- **PASSAGE**:
+--

On Wed, Jul 21, 2010 at 2:42 AM, Daniel Kinzler daniel@brightbyte.dewrote:
- The first three author names separated by slashes
why not separate by pluses? they don't form part of names either, and don't cause problems with wiki page titles.
I like this... however, how would you represent this in a URL? Also note that using plusses in page names don't work with all server configurations, since plus has a special meaning in URLs.
- Some or all of the date. For instance, if there is only one source by
this set of authors that year, we can just use YYYY. However, once
another
source by those set of authors is added, the key should change to
MMDDYYYY
or similar.
I don't think it is a good idea to change one key as a function of updates on another, except for a generic disambiguation tag.
I agree. And if you *have* to use the full date, use YYYYMMDD, not the other way around, please.
Since the slashes are somewhat cumbersome, perhaps we can not make them mandatory, but similarly use them only when they are necessary in order
to
"escape" a name. In the case that one of the authors does not have a
slash
in their name - the dominant case - we can stick to the easily legible
and
niecly compact CamelCase format.
Example keys generated by this algorithm:
KangHsuKrajbichEtAl2009
Kang+Hsu+Krajbich+2009+the+wick+in or Kang+Hsu+Krajbich+2009+twi
Both seem good, though i would suggest to form a convention to ignore any leading "the" and "a", to a more distinctive 3 word suffix.
Of course, it does not have to be _exactly_ three authors, nor three words from the title, and it does not solve the John Smith (or Zheng Wang) problem.
It also doesn't solve issues with transliteration: Merik Möller may become "Moeller" or "Moller", Jakob Voß may become "Voss" or "Vosz" or even "VoB", etc. In case of chinese names, it's often not easy to decide which part is the last name.

+--

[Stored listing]
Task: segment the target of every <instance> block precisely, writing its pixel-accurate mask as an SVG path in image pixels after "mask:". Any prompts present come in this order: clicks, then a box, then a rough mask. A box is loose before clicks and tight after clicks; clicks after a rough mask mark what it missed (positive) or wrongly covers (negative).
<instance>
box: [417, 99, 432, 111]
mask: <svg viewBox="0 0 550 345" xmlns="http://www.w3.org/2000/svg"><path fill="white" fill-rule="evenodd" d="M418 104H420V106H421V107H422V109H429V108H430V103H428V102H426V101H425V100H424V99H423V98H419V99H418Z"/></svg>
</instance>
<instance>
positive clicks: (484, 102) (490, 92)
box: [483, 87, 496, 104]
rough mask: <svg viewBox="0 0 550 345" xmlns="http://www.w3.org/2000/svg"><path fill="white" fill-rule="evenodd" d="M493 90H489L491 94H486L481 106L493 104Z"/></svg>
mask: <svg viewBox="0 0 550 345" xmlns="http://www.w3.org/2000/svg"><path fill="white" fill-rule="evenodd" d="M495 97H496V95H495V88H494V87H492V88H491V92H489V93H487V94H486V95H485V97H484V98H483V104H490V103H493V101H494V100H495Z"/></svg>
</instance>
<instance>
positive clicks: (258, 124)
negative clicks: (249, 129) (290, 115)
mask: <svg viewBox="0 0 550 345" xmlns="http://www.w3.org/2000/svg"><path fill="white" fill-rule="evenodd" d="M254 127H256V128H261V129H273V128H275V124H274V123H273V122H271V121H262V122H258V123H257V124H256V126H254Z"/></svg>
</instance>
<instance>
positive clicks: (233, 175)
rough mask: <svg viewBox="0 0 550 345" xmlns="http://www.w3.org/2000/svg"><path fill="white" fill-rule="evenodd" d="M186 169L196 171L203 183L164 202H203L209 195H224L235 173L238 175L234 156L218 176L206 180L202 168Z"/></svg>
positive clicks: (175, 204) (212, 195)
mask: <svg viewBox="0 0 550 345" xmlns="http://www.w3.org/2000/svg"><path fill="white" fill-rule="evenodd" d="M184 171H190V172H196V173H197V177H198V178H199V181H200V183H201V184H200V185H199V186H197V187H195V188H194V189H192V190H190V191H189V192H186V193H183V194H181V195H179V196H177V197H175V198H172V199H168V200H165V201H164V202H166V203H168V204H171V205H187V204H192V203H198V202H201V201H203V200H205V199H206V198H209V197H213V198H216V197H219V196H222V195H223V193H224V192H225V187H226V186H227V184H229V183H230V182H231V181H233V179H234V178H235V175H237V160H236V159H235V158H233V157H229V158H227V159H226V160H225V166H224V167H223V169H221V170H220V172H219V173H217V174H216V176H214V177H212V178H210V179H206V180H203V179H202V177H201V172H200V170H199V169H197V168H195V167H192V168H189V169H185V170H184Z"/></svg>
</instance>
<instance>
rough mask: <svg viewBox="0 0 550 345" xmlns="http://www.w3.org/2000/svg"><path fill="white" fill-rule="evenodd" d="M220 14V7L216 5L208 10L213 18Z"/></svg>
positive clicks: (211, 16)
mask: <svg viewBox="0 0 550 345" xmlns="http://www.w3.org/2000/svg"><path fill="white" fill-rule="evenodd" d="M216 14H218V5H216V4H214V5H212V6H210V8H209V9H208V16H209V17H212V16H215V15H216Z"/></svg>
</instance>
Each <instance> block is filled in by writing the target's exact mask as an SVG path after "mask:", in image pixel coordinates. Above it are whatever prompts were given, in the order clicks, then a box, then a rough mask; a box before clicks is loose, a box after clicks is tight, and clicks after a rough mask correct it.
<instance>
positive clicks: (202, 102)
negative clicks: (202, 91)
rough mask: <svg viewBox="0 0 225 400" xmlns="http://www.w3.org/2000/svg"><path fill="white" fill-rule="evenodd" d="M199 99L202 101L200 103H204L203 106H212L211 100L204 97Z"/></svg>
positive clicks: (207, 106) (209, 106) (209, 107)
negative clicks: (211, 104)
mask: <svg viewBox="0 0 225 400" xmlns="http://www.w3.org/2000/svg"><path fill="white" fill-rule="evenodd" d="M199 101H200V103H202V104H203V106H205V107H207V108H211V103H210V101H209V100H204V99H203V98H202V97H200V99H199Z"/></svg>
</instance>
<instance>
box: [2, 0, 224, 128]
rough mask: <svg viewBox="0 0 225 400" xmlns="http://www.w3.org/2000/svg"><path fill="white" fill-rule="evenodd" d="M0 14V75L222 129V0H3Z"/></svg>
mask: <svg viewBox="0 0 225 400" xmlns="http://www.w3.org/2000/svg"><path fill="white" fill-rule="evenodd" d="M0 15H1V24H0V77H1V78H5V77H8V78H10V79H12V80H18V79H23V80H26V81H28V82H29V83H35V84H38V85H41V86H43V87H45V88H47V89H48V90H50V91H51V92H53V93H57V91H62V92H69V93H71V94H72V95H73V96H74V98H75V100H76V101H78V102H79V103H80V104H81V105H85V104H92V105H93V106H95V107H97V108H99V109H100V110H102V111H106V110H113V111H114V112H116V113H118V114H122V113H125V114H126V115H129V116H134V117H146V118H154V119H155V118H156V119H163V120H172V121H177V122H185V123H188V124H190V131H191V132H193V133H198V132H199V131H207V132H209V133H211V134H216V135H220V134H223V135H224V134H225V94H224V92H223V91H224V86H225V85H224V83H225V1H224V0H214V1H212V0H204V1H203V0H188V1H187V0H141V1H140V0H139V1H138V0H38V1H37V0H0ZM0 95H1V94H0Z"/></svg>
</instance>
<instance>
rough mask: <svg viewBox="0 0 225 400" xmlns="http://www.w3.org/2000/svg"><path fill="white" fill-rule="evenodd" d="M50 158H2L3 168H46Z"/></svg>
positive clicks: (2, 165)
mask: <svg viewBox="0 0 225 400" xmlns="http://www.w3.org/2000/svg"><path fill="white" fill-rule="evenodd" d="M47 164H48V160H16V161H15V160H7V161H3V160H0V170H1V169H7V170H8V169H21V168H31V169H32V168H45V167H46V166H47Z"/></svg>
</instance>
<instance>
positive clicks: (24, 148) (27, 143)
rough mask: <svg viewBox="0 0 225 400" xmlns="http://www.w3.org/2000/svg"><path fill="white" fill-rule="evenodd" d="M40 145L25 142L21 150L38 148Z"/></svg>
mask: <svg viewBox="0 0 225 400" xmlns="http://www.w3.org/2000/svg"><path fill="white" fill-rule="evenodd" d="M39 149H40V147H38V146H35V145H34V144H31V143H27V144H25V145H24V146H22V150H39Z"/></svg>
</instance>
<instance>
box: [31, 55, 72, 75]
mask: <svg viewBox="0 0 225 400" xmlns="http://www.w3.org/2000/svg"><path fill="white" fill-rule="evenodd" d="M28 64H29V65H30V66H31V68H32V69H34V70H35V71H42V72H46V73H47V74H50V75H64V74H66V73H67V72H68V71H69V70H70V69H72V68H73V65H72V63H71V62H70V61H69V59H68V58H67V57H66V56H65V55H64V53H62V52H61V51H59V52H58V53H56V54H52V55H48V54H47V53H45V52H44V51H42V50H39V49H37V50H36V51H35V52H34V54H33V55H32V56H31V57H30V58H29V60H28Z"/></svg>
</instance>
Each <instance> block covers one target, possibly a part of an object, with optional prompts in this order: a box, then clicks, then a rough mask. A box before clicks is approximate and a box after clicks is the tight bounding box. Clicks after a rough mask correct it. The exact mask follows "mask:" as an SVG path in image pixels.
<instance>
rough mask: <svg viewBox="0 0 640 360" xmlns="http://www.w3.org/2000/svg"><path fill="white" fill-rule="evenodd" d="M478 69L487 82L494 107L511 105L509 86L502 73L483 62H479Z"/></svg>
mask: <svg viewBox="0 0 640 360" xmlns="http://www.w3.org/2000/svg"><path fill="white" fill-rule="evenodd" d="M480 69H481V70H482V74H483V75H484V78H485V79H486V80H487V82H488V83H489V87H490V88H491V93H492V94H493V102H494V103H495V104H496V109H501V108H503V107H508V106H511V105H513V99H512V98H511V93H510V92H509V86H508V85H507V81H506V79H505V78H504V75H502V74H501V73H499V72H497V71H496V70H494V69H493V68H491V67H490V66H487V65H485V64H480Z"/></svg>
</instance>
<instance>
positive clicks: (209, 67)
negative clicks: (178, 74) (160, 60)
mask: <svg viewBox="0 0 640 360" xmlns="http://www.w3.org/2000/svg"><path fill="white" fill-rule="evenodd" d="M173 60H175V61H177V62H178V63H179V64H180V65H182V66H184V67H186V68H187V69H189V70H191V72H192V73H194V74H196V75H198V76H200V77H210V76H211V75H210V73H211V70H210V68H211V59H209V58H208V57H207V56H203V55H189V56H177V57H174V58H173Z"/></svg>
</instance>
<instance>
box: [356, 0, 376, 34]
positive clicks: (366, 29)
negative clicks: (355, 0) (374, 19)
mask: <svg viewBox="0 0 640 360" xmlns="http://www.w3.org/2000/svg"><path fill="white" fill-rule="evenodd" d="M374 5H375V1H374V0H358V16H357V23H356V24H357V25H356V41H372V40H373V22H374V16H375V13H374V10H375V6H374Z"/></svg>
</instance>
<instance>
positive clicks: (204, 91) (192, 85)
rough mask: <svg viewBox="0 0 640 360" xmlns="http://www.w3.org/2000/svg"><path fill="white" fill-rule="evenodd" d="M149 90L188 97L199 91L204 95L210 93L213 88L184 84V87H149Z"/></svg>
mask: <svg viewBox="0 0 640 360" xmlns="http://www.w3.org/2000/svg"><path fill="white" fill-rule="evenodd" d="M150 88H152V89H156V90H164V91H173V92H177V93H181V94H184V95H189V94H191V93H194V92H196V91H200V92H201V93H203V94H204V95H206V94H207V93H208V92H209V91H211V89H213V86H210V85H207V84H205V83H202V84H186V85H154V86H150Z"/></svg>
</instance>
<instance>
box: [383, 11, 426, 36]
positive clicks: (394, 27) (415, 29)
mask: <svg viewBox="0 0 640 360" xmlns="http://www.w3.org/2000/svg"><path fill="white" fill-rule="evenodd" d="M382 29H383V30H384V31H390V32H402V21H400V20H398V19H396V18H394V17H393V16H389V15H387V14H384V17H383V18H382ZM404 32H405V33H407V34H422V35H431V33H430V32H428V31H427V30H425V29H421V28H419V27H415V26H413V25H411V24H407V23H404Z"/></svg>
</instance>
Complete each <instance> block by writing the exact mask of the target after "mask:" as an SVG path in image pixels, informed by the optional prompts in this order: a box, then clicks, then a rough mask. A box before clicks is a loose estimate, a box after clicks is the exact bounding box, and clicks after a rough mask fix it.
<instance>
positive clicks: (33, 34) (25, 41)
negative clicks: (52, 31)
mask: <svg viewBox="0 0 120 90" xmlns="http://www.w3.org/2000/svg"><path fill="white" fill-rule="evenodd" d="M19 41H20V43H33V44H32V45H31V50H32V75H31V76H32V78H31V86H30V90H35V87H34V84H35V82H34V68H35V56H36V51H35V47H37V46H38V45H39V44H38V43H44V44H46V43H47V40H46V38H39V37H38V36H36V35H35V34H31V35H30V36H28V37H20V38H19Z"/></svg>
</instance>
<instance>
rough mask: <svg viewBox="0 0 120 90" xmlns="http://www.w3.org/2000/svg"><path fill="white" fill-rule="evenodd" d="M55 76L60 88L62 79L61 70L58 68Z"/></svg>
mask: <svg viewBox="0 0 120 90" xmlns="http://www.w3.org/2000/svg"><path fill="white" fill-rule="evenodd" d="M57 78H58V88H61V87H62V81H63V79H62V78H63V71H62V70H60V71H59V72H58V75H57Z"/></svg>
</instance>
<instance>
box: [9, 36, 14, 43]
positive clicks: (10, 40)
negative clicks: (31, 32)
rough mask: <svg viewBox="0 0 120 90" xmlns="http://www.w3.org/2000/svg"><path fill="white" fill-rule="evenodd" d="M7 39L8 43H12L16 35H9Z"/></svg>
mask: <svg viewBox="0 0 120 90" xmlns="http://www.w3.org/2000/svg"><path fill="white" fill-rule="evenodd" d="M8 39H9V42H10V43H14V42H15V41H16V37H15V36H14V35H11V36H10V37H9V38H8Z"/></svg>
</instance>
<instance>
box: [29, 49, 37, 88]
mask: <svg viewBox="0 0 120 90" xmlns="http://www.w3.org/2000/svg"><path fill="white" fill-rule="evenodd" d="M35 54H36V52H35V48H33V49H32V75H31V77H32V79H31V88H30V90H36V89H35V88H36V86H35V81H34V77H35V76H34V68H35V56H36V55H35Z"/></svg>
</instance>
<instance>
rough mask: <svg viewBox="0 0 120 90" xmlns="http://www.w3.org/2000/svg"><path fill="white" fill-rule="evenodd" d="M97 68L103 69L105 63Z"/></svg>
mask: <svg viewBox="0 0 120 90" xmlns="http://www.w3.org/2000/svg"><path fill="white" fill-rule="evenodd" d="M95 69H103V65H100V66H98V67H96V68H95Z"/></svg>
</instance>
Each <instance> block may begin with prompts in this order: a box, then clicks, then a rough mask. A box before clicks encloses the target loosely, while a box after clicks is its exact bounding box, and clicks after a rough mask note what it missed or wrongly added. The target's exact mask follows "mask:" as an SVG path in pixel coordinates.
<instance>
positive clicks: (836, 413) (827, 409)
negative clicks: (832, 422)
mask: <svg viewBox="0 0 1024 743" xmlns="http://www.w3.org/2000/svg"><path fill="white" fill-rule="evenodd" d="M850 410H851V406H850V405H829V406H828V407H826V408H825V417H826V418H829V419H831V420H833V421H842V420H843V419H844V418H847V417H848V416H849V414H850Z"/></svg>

+--

- **TASK DESCRIPTION**: Can you print the thread on citation keys word for word, starting at "I don't think" and ending at "compact CamelCase format."? The listing isn't needed for this.

- **TASK SOLUTION**:
I don't think it is a good idea to change one key as a function of updates on another, except for a generic disambiguation tag.
I agree. And if you *have* to use the full date, use YYYYMMDD, not the other way around, please.
Since the slashes are somewhat cumbersome, perhaps we can not make them mandatory, but similarly use them only when they are necessary in order
to
"escape" a name. In the case that one of the authors does not have a
slash
in their name - the dominant case - we can stick to the easily legible
and
niecly compact CamelCase format.